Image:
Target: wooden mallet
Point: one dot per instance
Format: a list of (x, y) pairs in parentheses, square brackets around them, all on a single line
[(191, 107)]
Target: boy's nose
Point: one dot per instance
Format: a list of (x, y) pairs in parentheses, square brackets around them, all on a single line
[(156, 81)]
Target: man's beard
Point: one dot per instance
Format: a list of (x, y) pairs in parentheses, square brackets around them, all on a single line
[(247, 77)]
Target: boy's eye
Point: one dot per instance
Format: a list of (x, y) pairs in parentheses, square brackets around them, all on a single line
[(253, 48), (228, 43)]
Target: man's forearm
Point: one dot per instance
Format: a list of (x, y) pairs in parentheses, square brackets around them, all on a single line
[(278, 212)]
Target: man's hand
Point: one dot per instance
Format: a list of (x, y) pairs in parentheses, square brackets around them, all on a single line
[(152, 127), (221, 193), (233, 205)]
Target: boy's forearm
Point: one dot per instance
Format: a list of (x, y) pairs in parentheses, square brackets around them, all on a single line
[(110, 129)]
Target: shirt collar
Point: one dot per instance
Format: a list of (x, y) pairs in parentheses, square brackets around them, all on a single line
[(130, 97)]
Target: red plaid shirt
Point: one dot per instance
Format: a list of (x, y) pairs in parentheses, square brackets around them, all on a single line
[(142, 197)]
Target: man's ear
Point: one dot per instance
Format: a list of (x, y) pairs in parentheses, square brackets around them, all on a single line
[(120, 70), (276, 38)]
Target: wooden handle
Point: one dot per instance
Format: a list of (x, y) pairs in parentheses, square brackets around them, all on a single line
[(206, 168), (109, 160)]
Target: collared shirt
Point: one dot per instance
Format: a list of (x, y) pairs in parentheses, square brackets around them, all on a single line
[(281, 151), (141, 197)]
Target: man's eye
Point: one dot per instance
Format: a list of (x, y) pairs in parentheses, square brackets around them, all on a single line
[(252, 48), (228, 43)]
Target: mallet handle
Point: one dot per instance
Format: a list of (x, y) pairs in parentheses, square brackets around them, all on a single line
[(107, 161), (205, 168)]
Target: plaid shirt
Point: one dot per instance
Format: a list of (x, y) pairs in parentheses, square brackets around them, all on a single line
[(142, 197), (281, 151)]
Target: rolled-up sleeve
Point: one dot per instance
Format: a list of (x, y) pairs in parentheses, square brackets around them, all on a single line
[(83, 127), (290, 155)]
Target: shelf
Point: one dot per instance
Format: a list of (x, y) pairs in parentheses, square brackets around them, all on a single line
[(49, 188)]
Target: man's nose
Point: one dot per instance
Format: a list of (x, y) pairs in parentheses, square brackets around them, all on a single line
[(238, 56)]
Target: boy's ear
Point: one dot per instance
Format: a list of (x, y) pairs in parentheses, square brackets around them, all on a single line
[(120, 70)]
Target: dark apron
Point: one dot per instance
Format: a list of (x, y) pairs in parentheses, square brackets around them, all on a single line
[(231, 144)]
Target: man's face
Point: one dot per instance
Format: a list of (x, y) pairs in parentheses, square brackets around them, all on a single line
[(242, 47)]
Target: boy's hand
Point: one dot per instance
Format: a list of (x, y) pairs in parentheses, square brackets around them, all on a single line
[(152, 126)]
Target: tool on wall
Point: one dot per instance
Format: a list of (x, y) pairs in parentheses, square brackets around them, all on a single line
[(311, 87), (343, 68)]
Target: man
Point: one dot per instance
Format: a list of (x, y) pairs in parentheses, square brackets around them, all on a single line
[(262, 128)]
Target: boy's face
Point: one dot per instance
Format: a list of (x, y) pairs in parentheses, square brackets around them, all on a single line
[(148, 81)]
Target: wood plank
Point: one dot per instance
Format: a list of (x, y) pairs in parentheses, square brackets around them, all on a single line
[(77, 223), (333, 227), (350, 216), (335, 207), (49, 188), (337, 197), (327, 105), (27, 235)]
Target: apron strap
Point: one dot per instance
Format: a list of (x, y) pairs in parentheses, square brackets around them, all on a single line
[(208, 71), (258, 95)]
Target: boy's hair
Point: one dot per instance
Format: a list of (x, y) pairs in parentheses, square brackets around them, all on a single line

** Task objective **
Reproduce the material from the line containing "Target: boy's nose" through the line containing "[(253, 48), (228, 43)]", swapping "boy's" for "child's" and leaving everything else unchanged.

** Final result **
Target: child's nose
Point: one dot per instance
Format: a list of (x, y) pairs in parentheses, square brackets around them, all on a single line
[(156, 81)]
Target: man's beard
Point: one dot per instance
Format: a list of (x, y) pairs in parentheses, square brackets around them, all on a single line
[(247, 77)]
Target: child's eye
Point: one dot per instance
Format: a list of (x, y) pairs in parentheses, square brackets around them, all on a single line
[(253, 48), (228, 43)]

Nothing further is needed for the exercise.